(Saved entries)

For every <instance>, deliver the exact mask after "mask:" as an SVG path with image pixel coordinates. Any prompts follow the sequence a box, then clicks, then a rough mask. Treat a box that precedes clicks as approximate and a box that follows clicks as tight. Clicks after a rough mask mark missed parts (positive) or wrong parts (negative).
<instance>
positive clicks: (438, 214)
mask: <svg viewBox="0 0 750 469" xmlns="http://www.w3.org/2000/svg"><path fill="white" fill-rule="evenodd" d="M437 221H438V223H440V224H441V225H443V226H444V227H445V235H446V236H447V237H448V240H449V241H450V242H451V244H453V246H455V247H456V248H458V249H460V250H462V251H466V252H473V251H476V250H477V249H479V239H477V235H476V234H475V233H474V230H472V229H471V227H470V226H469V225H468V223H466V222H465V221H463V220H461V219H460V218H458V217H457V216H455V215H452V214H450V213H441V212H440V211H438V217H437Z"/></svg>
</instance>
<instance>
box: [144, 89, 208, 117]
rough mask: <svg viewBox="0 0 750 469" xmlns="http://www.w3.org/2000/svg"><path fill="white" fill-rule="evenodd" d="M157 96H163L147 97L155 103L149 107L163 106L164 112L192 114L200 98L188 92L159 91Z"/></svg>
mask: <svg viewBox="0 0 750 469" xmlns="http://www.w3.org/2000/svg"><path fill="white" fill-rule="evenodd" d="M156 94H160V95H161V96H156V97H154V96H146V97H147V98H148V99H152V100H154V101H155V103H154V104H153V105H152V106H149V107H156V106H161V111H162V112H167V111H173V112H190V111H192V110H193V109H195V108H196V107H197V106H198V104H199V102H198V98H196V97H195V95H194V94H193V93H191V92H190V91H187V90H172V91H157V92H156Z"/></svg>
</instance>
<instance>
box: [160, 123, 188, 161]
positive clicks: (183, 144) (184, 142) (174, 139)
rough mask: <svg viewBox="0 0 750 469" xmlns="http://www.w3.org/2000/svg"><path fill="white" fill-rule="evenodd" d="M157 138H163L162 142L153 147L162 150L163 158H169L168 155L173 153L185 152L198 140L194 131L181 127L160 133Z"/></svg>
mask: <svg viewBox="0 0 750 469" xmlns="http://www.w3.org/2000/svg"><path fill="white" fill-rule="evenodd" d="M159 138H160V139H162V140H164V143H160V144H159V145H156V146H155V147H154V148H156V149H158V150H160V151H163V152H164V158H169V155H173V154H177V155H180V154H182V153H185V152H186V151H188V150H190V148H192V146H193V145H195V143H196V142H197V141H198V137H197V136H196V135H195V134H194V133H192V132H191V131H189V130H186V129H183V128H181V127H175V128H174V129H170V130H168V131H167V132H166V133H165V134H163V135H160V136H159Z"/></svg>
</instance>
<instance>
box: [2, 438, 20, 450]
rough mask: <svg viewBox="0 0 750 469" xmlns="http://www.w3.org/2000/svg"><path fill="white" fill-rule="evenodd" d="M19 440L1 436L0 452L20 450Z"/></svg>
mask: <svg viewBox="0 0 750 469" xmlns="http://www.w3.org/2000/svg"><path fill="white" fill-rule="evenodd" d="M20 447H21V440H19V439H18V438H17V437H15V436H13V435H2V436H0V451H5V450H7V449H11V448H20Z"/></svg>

### WORK TO COMPLETE
Give back the entries above exactly as they are, from their first line through the line that contains "positive clicks: (183, 144)", both included, with nothing else.

### EXPECTED OUTPUT
For every <instance>, deliver the exact mask after "mask:" as an SVG path with image pixel coordinates. Any prompts follow the sequence a box, then clicks, then a rough mask. Treat a box that precedes clicks as approximate and a box that follows clicks as tight. Clicks after a rough mask mark missed parts (positive) or wrong parts (negative).
<instance>
positive clicks: (438, 214)
mask: <svg viewBox="0 0 750 469" xmlns="http://www.w3.org/2000/svg"><path fill="white" fill-rule="evenodd" d="M437 221H438V223H440V224H441V225H443V226H444V227H445V235H446V236H447V237H448V240H449V241H450V242H451V244H453V246H455V247H456V248H458V249H460V250H462V251H466V252H473V251H476V250H477V249H479V239H477V235H476V234H475V233H474V230H472V229H471V227H470V226H469V225H468V223H466V222H465V221H463V220H461V219H460V218H458V217H457V216H455V215H452V214H450V213H441V212H440V211H438V217H437Z"/></svg>
</instance>
<instance>
box: [144, 89, 208, 117]
rough mask: <svg viewBox="0 0 750 469" xmlns="http://www.w3.org/2000/svg"><path fill="white" fill-rule="evenodd" d="M157 96H163L147 97L155 103L149 107L163 106L164 112L192 114L200 98L188 92L159 91Z"/></svg>
mask: <svg viewBox="0 0 750 469" xmlns="http://www.w3.org/2000/svg"><path fill="white" fill-rule="evenodd" d="M156 94H160V95H161V96H156V97H154V96H146V97H147V98H148V99H152V100H154V101H155V103H154V104H153V105H152V106H149V107H156V106H161V111H162V112H167V111H173V112H190V111H192V110H193V109H195V108H196V107H197V106H198V104H199V102H198V98H196V97H195V95H194V94H193V93H191V92H190V91H187V90H172V91H157V92H156Z"/></svg>
</instance>
<instance>
box: [160, 123, 188, 161]
positive clicks: (183, 144) (184, 142) (174, 139)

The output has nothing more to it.